§ WORK REQUIRED: Gather every line in the rows below that contains the word "flipper", and copy each of those lines out.

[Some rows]
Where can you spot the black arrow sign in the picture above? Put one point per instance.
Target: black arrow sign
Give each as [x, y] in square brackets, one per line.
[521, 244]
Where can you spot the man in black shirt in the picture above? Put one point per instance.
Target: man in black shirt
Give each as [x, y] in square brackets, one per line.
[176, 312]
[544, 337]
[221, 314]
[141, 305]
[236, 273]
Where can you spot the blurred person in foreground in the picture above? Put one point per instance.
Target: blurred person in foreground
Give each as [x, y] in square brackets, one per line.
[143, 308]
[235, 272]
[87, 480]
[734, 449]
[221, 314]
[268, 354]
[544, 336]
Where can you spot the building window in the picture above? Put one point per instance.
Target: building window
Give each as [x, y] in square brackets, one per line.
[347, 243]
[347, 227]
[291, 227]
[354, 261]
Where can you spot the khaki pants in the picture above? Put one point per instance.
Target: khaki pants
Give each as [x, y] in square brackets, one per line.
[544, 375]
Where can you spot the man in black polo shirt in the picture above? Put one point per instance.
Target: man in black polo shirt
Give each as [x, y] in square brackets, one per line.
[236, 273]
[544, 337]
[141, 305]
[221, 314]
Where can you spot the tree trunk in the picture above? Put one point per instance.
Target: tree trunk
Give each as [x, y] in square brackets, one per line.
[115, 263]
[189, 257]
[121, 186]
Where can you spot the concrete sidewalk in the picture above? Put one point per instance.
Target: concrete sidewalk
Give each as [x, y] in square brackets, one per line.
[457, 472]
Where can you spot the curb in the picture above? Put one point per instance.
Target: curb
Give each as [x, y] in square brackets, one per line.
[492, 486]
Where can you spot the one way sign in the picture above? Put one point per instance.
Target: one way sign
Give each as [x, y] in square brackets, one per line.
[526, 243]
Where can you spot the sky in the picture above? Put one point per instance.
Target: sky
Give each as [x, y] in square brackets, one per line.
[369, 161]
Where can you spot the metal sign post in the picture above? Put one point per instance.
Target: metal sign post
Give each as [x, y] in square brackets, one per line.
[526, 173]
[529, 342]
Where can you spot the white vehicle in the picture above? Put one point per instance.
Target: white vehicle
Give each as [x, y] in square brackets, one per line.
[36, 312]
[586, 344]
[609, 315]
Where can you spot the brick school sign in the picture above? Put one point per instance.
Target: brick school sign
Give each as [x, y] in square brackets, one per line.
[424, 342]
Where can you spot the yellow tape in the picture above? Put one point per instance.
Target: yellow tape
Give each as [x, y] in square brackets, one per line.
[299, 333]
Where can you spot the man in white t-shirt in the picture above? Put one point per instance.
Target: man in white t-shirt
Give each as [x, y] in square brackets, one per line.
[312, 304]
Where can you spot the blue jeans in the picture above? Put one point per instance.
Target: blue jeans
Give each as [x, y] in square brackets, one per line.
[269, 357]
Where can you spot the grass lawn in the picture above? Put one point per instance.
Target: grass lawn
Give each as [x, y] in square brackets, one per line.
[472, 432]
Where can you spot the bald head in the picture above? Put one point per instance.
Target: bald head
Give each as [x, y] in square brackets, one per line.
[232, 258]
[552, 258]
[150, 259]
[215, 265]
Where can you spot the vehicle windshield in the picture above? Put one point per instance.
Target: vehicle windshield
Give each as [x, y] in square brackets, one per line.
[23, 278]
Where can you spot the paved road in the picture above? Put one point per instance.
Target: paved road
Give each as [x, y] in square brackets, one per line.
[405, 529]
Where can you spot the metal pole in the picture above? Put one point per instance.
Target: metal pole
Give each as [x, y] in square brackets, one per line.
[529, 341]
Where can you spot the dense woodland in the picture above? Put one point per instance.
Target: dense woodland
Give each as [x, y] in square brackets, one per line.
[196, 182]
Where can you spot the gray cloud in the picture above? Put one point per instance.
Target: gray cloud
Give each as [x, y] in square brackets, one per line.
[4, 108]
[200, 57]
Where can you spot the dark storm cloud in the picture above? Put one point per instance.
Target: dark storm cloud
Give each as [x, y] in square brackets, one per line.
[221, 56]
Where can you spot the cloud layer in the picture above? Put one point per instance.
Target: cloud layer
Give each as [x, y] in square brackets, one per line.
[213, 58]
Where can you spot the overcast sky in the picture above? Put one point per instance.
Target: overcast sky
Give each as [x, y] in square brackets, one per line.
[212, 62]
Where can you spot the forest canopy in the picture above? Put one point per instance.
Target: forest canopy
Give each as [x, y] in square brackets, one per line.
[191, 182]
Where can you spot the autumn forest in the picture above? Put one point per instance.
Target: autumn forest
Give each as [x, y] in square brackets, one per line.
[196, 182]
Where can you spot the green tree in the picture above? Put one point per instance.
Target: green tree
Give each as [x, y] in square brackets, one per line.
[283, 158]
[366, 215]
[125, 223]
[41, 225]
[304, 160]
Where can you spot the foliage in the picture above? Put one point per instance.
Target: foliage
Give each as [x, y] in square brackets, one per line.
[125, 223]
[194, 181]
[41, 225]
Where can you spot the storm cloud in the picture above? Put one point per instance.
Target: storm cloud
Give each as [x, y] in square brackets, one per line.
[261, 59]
* * *
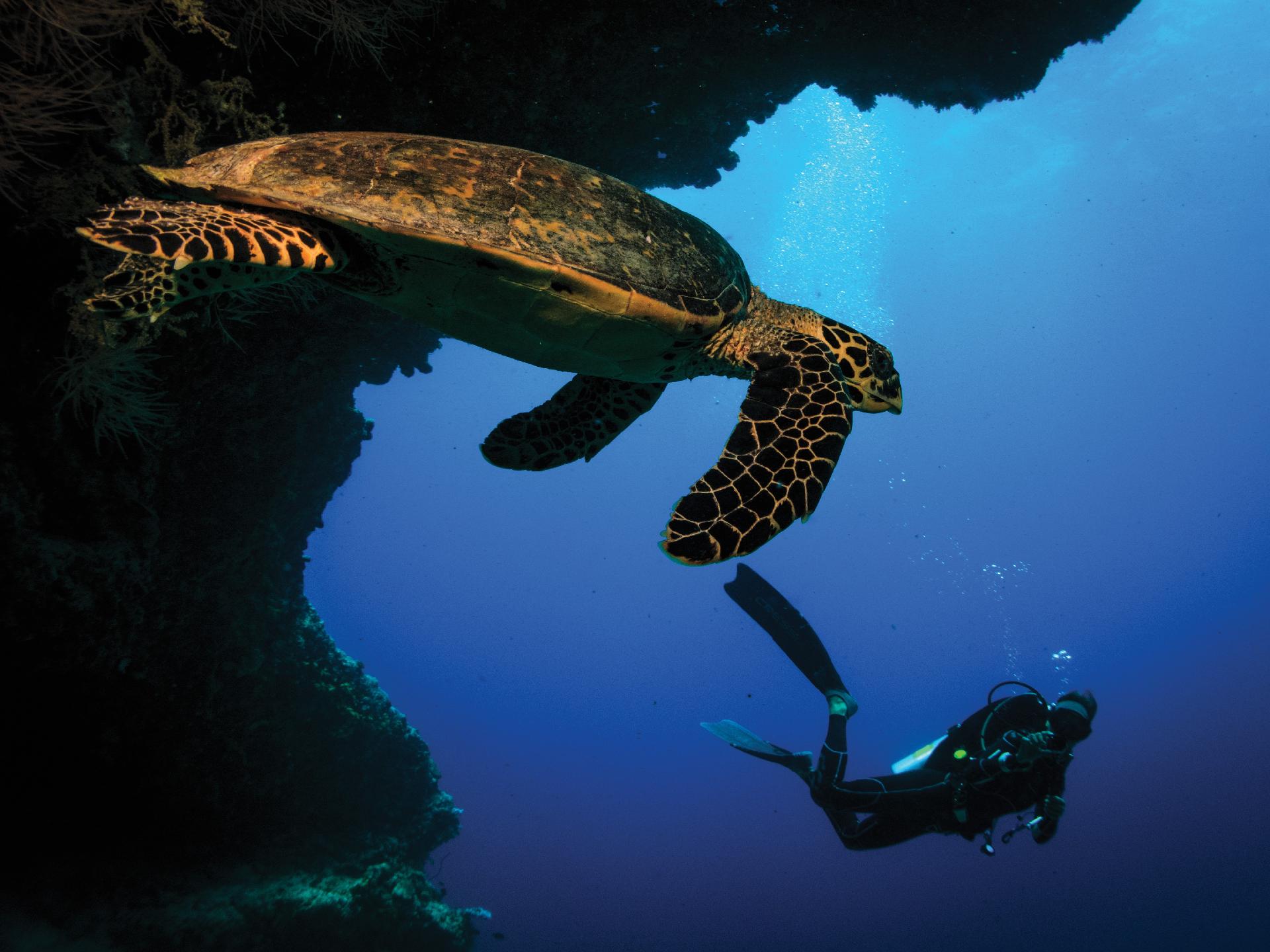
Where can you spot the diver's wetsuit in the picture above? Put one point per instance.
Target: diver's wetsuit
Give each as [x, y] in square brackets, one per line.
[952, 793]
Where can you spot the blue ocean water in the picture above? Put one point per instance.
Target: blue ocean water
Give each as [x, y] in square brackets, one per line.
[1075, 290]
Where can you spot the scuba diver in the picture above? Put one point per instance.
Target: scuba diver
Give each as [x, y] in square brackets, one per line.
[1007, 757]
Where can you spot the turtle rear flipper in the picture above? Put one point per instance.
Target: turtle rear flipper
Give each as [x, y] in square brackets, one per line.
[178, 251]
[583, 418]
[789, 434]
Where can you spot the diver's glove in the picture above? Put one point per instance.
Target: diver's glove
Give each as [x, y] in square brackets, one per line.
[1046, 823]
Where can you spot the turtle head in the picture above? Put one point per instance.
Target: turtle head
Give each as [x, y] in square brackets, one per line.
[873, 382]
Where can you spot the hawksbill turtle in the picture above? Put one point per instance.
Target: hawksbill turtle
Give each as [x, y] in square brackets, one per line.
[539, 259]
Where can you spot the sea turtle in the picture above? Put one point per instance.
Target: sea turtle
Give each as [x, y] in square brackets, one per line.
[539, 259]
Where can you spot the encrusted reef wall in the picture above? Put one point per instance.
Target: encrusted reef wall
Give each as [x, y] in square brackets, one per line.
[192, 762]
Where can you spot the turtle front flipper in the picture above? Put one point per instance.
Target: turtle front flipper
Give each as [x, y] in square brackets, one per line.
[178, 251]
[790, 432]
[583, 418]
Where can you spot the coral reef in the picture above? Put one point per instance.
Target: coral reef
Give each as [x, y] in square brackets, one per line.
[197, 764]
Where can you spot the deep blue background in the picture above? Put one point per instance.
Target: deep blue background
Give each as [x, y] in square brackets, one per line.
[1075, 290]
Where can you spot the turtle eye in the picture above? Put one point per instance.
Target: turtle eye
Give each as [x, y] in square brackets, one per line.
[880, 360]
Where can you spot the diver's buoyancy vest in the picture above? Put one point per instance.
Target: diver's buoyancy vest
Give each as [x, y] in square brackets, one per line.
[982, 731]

§ SOLUTION BELOW:
Where can you spot the turtle rear flipper in the picture above? Put one point per instance.
Target: turtle rear flipper
Where can you spot the turtle front flipper in the picture above? Put one point per instance.
Target: turtle front flipper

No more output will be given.